* [Problem tanımı] Aşağıdaki verilerde "every" kelimesini içeren kaç satır olduğunu belirtin; büyük-küçük harf ayrımı dikkate alınır. Yalnızca sayıyı yazın.

==== Sağlanan malzeme

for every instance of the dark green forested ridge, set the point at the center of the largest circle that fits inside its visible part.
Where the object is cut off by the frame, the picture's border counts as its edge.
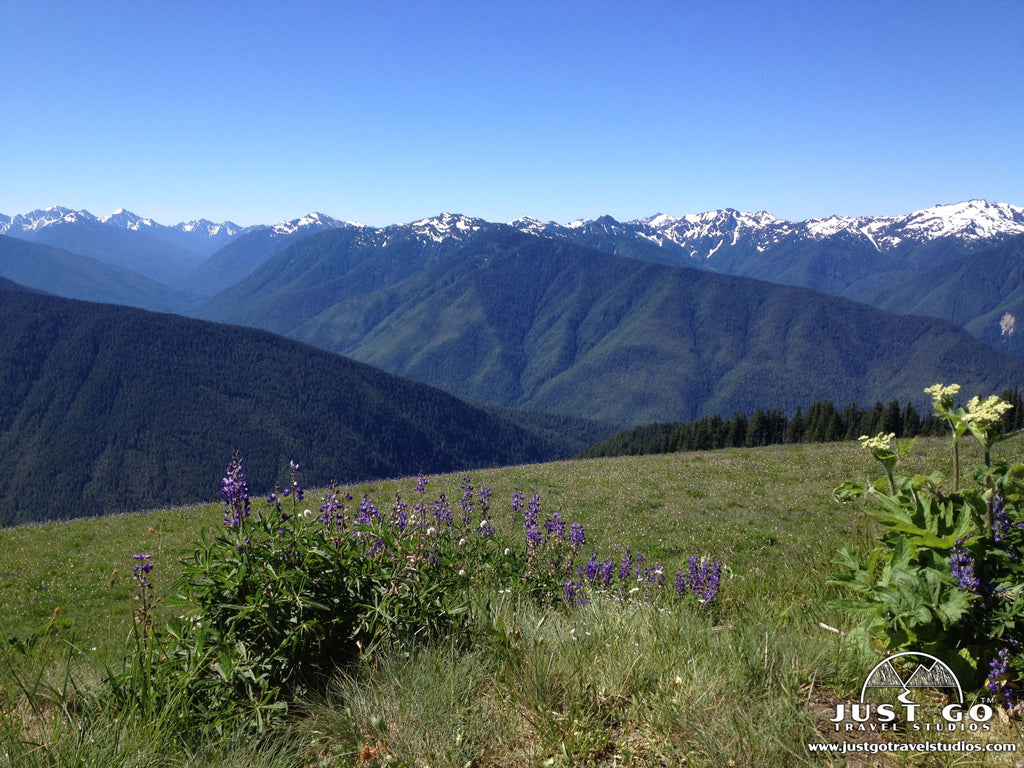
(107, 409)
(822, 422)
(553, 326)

========
==== Sağlanan malzeme

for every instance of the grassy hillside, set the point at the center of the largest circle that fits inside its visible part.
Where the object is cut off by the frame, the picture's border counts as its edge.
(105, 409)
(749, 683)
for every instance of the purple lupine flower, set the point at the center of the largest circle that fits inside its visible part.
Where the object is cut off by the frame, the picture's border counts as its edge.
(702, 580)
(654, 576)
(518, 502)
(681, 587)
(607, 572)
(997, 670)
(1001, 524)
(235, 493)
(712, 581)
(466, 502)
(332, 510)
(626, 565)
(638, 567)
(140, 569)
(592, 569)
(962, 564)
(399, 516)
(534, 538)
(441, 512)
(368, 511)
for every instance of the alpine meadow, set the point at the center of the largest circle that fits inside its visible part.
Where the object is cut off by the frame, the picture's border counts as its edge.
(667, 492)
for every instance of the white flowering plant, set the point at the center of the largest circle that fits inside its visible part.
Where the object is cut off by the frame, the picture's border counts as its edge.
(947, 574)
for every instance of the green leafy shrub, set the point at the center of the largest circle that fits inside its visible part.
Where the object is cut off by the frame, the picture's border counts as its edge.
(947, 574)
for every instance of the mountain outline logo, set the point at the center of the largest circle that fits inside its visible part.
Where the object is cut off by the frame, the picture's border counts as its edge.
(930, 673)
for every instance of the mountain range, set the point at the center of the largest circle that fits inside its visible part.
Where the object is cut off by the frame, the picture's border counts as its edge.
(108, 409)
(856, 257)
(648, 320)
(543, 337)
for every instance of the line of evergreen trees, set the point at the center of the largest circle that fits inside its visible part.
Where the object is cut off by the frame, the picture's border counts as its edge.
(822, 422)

========
==== Sağlanan malzeme

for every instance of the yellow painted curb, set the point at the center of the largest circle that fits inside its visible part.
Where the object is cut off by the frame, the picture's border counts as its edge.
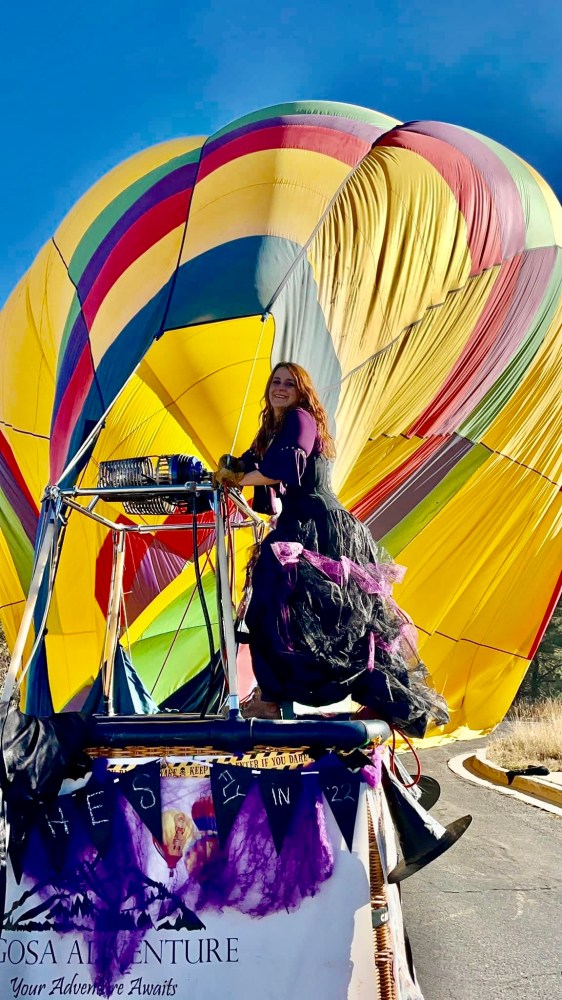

========

* [Görevin sonucu] 10